### [CONSIGNE]
Transformez en tableau Markdown les lignes du matériel, en commençant à sa première ligne et en vous arrêtant après celle qui contient « [670,864,788,995] », sans reprendre les lignes vides. Le tableau aura deux colonnes : « Numéro » pour le rang de chaque ligne et « Ligne » pour son texte.

......

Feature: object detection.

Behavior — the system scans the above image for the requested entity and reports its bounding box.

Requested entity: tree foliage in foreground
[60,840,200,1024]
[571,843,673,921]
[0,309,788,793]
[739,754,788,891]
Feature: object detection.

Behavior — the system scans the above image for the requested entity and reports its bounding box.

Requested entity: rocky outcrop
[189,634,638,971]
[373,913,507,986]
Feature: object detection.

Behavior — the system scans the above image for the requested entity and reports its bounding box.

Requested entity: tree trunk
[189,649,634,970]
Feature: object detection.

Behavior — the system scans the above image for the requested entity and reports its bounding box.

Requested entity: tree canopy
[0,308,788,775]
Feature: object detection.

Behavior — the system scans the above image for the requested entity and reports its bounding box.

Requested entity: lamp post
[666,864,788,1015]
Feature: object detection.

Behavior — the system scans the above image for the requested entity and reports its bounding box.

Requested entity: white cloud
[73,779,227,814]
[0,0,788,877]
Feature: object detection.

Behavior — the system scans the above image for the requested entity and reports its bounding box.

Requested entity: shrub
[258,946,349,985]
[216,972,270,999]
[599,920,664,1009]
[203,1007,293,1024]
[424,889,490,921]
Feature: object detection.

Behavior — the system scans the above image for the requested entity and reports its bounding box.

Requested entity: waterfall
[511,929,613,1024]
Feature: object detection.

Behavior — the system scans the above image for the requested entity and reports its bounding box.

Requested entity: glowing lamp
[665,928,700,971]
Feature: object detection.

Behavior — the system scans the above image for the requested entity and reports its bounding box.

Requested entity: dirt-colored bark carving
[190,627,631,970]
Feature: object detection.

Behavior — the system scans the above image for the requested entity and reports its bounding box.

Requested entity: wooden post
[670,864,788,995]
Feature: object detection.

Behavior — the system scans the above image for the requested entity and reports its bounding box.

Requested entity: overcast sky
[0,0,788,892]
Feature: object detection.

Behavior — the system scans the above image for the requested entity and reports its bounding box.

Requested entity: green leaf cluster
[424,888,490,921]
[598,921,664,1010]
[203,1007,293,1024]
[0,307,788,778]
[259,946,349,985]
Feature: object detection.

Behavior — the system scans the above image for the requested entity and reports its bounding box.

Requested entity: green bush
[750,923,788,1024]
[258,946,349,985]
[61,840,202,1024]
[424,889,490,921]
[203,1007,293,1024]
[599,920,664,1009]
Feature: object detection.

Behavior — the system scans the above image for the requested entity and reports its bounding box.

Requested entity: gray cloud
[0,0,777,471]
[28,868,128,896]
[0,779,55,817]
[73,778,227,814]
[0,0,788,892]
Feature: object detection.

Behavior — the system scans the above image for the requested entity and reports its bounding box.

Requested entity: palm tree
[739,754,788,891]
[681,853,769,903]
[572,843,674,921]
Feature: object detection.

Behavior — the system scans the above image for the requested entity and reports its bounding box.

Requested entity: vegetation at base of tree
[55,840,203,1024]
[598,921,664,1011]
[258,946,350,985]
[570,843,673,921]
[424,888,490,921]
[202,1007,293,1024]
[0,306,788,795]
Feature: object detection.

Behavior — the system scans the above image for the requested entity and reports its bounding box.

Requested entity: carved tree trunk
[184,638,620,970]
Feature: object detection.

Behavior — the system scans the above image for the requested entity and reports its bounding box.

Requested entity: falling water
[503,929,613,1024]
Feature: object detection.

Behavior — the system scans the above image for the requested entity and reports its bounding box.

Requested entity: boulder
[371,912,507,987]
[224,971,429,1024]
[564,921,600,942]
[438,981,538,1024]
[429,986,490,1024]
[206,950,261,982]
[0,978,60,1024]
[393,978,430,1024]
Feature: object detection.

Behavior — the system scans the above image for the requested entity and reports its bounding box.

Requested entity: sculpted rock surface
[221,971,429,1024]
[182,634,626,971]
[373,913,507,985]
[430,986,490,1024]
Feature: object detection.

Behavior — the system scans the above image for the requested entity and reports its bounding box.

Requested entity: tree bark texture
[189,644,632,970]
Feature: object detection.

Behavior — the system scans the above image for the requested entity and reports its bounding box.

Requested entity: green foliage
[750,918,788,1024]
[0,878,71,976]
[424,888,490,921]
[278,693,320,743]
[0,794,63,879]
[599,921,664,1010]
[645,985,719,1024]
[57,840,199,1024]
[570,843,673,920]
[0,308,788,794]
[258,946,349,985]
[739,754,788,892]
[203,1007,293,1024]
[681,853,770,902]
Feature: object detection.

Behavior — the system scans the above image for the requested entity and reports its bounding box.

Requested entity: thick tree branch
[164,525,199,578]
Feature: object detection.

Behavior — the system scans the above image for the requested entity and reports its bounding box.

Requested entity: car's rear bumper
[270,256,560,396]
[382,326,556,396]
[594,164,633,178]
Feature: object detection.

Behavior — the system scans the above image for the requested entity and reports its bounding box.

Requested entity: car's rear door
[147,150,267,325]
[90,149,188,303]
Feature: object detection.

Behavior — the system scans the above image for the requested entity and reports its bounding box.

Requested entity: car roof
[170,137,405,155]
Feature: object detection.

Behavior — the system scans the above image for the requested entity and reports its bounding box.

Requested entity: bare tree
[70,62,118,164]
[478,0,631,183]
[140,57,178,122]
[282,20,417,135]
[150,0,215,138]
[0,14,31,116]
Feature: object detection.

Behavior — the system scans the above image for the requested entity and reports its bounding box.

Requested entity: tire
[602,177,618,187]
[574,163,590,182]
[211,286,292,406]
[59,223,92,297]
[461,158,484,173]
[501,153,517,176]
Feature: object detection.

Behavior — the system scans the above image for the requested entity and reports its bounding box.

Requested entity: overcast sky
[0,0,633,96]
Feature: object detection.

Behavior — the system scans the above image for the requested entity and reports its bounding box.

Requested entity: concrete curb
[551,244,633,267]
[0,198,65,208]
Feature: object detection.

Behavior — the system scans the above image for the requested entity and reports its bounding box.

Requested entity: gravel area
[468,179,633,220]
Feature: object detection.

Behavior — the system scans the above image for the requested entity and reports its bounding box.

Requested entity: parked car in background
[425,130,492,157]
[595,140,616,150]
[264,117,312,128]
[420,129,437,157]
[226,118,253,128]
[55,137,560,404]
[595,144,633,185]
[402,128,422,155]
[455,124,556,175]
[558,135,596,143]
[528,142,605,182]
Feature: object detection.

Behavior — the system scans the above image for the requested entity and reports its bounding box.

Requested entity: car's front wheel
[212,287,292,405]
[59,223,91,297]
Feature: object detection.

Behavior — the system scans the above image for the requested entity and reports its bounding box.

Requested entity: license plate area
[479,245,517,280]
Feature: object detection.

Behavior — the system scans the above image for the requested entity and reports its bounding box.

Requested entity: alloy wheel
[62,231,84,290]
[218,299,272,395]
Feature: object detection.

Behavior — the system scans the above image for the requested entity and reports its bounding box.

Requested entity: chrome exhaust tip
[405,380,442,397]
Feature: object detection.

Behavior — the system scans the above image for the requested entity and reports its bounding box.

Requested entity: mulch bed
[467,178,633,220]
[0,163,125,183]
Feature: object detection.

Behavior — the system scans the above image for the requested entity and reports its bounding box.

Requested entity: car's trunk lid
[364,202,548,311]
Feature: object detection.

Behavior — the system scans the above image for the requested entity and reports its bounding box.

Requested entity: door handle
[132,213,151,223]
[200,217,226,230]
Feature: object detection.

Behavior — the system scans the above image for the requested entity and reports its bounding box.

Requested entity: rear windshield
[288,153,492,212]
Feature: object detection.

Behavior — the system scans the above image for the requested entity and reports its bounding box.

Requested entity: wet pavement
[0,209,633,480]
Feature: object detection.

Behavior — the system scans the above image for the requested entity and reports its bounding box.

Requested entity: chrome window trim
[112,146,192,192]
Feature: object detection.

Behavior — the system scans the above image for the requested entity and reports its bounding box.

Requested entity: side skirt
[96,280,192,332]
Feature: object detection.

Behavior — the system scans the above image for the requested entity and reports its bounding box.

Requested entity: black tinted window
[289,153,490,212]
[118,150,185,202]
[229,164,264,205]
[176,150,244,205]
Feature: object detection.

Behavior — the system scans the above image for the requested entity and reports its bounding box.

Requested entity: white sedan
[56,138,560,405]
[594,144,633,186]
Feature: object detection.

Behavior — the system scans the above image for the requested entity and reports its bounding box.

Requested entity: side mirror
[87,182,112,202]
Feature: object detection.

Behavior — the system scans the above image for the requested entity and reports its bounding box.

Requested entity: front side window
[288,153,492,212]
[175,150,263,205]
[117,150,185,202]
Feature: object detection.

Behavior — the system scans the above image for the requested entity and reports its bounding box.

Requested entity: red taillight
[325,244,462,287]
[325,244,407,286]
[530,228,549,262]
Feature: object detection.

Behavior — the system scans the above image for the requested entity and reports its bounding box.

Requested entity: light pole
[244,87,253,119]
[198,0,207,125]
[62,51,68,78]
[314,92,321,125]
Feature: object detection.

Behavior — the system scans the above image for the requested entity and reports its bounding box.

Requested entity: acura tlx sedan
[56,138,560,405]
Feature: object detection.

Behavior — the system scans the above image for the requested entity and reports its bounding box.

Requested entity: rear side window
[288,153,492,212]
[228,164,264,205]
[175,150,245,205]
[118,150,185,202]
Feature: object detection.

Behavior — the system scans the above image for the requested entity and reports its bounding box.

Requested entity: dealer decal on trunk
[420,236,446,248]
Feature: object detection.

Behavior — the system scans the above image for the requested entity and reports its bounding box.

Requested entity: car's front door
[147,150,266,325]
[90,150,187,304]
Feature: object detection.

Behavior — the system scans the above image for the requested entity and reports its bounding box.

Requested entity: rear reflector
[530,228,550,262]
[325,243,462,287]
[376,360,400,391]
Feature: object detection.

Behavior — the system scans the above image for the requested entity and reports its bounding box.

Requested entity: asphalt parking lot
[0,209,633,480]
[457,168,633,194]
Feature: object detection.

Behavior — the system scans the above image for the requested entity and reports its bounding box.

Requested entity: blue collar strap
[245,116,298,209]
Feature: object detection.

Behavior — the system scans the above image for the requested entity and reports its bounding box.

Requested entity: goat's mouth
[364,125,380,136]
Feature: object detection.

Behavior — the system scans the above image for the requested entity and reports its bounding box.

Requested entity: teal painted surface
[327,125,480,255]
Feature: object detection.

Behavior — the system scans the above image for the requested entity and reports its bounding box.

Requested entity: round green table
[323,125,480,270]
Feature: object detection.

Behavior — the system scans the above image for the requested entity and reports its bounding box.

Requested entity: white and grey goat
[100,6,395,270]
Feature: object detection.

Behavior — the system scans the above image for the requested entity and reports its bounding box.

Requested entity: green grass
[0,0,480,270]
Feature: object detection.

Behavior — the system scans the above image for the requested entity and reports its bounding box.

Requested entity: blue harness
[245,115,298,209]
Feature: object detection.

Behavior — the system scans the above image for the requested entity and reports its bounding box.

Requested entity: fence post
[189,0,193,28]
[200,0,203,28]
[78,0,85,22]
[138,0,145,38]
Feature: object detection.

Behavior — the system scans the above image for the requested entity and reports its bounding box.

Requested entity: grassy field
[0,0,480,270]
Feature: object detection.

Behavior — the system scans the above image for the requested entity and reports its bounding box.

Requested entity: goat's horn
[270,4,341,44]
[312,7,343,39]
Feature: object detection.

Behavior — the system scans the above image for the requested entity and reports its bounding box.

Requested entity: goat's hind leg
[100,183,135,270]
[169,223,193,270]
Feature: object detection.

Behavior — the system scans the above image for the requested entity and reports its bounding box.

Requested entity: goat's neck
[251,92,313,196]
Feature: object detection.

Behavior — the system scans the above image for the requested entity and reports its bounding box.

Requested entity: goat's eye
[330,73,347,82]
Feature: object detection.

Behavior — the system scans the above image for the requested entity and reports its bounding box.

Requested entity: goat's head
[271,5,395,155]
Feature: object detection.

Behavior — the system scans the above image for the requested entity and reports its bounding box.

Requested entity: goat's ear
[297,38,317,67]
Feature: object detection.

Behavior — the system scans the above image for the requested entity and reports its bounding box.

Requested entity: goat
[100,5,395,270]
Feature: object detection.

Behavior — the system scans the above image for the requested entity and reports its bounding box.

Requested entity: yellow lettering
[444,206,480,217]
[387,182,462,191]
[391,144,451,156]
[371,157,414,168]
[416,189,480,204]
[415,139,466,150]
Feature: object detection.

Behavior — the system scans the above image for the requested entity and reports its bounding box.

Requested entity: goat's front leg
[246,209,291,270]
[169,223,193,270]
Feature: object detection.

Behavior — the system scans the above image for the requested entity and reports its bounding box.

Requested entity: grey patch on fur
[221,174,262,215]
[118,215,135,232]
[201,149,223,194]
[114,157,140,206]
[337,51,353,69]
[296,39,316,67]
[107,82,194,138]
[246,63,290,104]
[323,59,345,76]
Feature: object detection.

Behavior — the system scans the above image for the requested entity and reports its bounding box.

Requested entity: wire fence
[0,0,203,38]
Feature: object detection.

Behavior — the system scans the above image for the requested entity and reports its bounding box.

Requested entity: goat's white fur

......

### [CORRIGÉ]
| Numéro | Ligne |
|---|---|
| 1 | Feature: object detection. |
| 2 | Behavior — the system scans the above image for the requested entity and reports its bounding box. |
| 3 | Requested entity: tree foliage in foreground |
| 4 | [60,840,200,1024] |
| 5 | [571,843,673,921] |
| 6 | [0,309,788,793] |
| 7 | [739,754,788,891] |
| 8 | Feature: object detection. |
| 9 | Behavior — the system scans the above image for the requested entity and reports its bounding box. |
| 10 | Requested entity: rocky outcrop |
| 11 | [189,634,638,971] |
| 12 | [373,913,507,986] |
| 13 | Feature: object detection. |
| 14 | Behavior — the system scans the above image for the requested entity and reports its bounding box. |
| 15 | Requested entity: tree trunk |
| 16 | [189,649,634,970] |
| 17 | Feature: object detection. |
| 18 | Behavior — the system scans the above image for the requested entity and reports its bounding box. |
| 19 | Requested entity: tree canopy |
| 20 | [0,308,788,775] |
| 21 | Feature: object detection. |
| 22 | Behavior — the system scans the above image for the requested entity and reports its bounding box. |
| 23 | Requested entity: lamp post |
| 24 | [666,864,788,1015] |
| 25 | Feature: object detection. |
| 26 | Behavior — the system scans the above image for the requested entity and reports its bounding box. |
| 27 | Requested entity: white cloud |
| 28 | [73,779,227,814] |
| 29 | [0,0,788,877] |
| 30 | Feature: object detection. |
| 31 | Behavior — the system scans the above image for the requested entity and reports its bounding box. |
| 32 | Requested entity: shrub |
| 33 | [258,946,349,985] |
| 34 | [216,972,270,999] |
| 35 | [599,920,664,1009] |
| 36 | [203,1007,293,1024] |
| 37 | [424,889,490,921] |
| 38 | Feature: object detection. |
| 39 | Behavior — the system scans the above image for the requested entity and reports its bounding box. |
| 40 | Requested entity: waterfall |
| 41 | [511,929,613,1024] |
| 42 | Feature: object detection. |
| 43 | Behavior — the system scans the above image for the requested entity and reports its bounding box. |
| 44 | Requested entity: glowing lamp |
| 45 | [665,928,700,971] |
| 46 | Feature: object detection. |
| 47 | Behavior — the system scans the above image for the requested entity and reports its bounding box. |
| 48 | Requested entity: dirt-colored bark carving |
| 49 | [190,627,631,970] |
| 50 | Feature: object detection. |
| 51 | Behavior — the system scans the above image for the requested entity and reports its bounding box. |
| 52 | Requested entity: wooden post |
| 53 | [670,864,788,995] |